[PATCH] ARM: smp: Introduce ARCH_HAS_COMMON_CORES_CLOCK tospeed-up boot

Santosh Shilimkar santosh.shilimkar at ti.com
Sat Jan 22 02:44:21 EST 2011


> -----Original Message-----
> From: linux-arm-kernel-bounces at lists.infradead.org [mailto:linux-
> arm-kernel-bounces at lists.infradead.org] On Behalf Of Russell King -
> ARM Linux
> Sent: Friday, January 21, 2011 10:46 PM
> To: Rob Herring
> Cc: linux-omap at vger.kernel.org; Santosh Shilimkar; Linus Walleij;
> linux-arm-kernel at lists.infradead.org
> Subject: Re: [PATCH] ARM: smp: Introduce ARCH_HAS_COMMON_CORES_CLOCK
> tospeed-up boot
>
[...]

>
> That means cpufreq scaling on SMP is broken then...  Why isn't
> cpufreq
> marked with a !SMP dependence or something similar (eg, depends on
> !SMP || CPU_INDEPENDENT_UDELAY)...  Maybe it should be.
>
Actually it's not broken but documented to use arch specific
per-cpu lpj with cpufreq scaling. And that update cab be
managed by arch specific cpufreq code based on the way
CPUs scale. That's how other arch including x86 doing it.

════════════════

■ Task instructions: In the mailing list post, which architecture is named as an example of one that already updates per-CPU lpj with cpufreq scaling?

■ Data provided:

════════════════

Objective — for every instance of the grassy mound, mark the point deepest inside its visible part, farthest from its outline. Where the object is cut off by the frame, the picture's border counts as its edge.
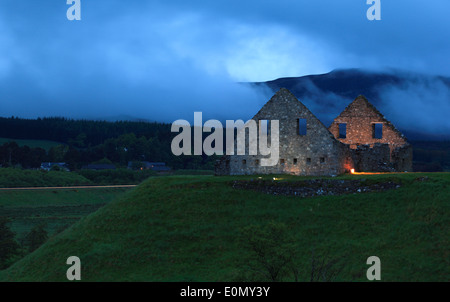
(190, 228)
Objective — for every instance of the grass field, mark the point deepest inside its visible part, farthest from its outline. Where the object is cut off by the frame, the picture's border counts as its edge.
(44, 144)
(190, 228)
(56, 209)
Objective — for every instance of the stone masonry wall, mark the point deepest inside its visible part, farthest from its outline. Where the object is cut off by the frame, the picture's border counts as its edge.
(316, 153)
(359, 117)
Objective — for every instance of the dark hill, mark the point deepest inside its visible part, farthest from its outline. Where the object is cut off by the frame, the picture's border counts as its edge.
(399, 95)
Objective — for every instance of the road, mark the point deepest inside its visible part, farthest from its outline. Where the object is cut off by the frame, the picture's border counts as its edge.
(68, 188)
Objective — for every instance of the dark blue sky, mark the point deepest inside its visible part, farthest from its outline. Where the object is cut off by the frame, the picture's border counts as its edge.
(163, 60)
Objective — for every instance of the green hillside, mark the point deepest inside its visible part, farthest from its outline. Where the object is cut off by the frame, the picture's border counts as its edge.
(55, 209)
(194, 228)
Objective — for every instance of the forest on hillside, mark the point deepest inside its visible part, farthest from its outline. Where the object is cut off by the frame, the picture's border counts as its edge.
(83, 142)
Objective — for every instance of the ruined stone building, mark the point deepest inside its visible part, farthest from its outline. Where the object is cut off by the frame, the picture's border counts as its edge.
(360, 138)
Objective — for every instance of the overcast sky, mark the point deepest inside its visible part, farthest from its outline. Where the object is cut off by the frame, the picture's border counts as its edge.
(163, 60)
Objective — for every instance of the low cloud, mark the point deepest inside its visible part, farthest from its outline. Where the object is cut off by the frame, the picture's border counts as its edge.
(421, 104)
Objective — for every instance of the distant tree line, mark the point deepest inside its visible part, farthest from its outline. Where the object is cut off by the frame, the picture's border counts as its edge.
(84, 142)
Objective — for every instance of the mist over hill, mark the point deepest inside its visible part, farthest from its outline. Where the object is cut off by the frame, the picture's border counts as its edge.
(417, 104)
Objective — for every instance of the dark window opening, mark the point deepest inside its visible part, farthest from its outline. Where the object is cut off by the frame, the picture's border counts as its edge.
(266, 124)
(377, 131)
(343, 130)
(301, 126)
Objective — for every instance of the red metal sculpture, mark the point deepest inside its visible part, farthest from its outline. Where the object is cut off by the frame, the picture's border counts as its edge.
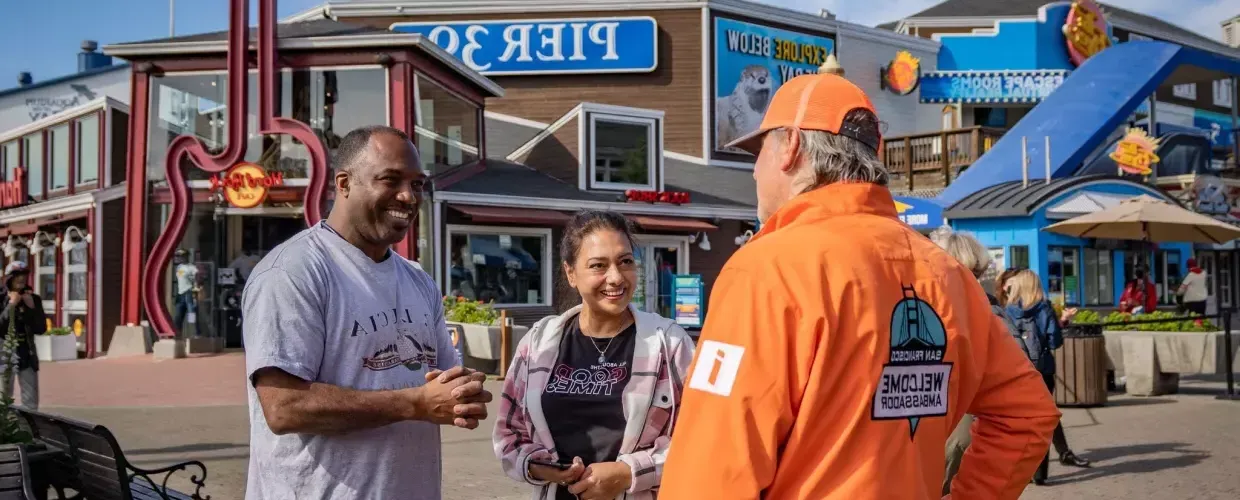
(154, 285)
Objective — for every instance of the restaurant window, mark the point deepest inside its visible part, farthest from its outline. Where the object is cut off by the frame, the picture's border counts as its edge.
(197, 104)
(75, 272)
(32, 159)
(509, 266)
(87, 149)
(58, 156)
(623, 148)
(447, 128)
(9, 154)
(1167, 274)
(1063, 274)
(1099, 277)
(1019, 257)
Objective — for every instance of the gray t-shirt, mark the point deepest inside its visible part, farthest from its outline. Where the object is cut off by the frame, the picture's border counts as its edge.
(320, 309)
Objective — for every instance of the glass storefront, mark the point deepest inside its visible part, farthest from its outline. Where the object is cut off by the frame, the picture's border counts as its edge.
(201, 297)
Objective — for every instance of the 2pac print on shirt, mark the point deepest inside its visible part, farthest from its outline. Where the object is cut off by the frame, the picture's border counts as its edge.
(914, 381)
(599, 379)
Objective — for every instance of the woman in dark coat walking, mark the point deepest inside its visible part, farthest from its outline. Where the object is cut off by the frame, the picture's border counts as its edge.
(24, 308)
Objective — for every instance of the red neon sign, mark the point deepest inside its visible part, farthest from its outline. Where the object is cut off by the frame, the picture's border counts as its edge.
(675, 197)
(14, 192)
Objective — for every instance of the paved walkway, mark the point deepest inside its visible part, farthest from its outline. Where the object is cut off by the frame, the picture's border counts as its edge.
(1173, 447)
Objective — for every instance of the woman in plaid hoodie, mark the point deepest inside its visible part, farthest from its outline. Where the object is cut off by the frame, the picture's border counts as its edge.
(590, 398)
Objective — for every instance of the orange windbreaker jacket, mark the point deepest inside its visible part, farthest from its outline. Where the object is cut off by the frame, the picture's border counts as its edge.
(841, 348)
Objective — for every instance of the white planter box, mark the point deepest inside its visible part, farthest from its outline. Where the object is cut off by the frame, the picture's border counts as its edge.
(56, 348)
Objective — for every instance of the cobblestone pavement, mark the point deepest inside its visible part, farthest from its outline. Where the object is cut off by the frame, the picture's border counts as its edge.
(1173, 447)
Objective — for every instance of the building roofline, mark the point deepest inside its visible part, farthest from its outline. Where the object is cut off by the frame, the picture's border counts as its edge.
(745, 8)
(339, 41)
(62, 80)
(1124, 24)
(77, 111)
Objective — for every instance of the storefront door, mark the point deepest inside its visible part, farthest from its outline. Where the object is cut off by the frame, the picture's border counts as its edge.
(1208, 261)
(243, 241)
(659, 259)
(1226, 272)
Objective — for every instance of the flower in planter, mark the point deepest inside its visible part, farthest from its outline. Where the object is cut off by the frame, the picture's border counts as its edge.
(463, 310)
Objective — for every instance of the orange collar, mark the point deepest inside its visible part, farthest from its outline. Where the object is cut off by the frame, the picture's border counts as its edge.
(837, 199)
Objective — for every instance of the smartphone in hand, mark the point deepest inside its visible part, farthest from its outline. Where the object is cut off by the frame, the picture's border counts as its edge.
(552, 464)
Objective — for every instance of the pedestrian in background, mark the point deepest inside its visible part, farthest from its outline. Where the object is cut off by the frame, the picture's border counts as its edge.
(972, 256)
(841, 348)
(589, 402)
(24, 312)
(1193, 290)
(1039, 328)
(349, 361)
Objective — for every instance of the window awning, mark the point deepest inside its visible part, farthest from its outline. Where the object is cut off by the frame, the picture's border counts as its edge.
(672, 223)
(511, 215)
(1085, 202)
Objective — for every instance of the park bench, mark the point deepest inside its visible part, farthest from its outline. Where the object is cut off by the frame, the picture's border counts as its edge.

════════════════

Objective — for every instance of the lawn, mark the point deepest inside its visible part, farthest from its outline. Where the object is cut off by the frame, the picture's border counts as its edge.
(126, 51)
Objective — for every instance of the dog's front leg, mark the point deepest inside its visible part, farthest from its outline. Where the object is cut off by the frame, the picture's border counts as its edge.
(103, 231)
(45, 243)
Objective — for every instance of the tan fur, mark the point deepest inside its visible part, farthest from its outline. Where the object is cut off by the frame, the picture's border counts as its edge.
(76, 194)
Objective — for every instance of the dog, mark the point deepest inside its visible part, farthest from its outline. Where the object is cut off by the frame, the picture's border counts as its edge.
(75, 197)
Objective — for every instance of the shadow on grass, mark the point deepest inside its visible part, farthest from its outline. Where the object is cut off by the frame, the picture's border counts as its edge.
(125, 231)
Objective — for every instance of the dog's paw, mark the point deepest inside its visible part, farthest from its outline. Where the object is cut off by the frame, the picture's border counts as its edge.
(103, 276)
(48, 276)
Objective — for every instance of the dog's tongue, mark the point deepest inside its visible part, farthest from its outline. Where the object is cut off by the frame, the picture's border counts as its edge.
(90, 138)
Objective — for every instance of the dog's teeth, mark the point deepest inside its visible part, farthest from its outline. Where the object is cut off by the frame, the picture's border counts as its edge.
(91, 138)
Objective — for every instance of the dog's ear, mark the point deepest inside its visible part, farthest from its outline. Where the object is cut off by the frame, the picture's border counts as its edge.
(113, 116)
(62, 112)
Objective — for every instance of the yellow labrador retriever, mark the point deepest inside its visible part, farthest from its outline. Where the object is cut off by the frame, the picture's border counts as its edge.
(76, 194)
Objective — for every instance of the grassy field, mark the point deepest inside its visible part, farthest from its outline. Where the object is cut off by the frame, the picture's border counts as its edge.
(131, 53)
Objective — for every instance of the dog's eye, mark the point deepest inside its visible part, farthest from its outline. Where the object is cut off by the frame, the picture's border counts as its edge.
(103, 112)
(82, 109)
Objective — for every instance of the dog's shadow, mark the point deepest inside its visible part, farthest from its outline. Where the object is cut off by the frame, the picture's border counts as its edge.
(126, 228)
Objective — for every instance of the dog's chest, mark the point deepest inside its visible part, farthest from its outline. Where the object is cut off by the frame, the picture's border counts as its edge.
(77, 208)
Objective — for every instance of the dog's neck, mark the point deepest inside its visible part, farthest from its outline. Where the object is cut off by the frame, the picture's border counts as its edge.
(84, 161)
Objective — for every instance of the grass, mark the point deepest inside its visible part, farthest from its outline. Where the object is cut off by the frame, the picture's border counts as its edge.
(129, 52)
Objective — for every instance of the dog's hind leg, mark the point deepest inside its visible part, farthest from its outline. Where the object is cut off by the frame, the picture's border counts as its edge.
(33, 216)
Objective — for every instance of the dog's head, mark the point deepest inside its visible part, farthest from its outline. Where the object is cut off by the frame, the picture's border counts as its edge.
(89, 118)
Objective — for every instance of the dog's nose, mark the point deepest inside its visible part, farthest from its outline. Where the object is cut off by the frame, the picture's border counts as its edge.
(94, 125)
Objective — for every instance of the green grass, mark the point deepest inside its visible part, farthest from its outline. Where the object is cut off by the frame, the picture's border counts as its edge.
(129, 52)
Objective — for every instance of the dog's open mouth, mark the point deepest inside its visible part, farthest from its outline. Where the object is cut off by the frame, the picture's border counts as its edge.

════════════════

■ Solution to this task: x86